Go through the data below and return each line where the string "parked" appears.
[EXTRACTED MATERIAL — start]
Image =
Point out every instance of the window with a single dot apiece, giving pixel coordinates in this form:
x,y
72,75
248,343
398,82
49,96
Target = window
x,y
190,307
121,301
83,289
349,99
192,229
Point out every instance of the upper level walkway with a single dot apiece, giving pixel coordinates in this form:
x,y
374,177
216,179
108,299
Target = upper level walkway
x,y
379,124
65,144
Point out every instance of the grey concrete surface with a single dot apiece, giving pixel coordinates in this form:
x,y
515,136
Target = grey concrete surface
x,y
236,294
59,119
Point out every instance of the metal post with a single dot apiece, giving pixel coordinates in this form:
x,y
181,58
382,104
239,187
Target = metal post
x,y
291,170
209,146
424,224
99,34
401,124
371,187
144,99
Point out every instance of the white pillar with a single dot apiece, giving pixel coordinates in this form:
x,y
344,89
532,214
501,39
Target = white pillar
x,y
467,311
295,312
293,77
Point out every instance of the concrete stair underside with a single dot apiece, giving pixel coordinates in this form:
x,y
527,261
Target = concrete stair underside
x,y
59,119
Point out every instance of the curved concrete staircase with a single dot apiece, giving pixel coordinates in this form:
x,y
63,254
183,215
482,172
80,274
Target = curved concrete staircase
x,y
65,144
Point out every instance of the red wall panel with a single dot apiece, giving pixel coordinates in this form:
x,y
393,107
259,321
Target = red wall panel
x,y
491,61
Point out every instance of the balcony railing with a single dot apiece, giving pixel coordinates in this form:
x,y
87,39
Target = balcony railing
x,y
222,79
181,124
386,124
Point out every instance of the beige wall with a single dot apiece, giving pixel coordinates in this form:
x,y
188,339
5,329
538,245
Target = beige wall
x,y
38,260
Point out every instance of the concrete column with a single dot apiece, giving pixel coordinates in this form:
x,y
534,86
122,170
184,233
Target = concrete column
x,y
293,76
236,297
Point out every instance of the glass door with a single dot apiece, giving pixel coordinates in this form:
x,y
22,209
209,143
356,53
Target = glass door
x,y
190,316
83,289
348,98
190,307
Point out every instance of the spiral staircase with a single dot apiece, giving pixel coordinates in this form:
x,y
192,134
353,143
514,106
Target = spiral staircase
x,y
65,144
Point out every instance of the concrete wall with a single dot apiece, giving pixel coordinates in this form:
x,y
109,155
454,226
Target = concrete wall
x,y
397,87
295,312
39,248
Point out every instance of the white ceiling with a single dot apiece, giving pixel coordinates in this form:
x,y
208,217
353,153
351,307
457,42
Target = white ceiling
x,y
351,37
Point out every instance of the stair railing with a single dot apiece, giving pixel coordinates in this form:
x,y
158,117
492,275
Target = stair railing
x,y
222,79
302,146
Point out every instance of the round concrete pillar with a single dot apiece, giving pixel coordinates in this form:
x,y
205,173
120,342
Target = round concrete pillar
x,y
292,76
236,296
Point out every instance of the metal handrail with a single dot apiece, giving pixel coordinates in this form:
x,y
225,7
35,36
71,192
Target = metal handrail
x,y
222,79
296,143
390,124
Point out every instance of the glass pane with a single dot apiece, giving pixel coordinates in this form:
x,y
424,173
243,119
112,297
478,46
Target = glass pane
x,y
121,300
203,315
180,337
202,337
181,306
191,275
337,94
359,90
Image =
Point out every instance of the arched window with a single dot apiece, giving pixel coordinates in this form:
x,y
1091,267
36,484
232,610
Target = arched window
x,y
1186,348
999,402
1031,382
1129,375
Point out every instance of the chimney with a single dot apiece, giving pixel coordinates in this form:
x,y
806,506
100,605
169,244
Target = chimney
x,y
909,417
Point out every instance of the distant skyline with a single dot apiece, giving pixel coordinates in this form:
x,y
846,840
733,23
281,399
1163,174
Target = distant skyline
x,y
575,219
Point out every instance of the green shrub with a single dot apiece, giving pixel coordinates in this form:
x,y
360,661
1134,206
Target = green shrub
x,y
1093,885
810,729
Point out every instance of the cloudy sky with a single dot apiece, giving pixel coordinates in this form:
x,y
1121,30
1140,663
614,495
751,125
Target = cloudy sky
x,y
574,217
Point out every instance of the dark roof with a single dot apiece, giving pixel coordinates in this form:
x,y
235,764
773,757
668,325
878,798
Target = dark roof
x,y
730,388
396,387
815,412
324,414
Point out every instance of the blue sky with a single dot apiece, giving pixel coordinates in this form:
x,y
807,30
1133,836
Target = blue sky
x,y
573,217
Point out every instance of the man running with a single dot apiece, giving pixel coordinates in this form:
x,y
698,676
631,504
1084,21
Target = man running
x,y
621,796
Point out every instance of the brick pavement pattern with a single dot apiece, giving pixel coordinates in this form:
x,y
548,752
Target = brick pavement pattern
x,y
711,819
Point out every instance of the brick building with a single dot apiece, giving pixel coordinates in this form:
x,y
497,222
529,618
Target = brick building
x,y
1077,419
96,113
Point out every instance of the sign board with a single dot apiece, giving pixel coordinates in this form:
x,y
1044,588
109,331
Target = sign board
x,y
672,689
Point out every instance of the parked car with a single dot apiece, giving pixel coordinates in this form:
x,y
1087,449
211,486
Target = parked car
[EXTRACTED MATERIAL — finish]
▸ **EXPECTED ANSWER**:
Point out every instance of the parked car with a single dot apiece, giving pixel coordinates in this form:
Target = parked car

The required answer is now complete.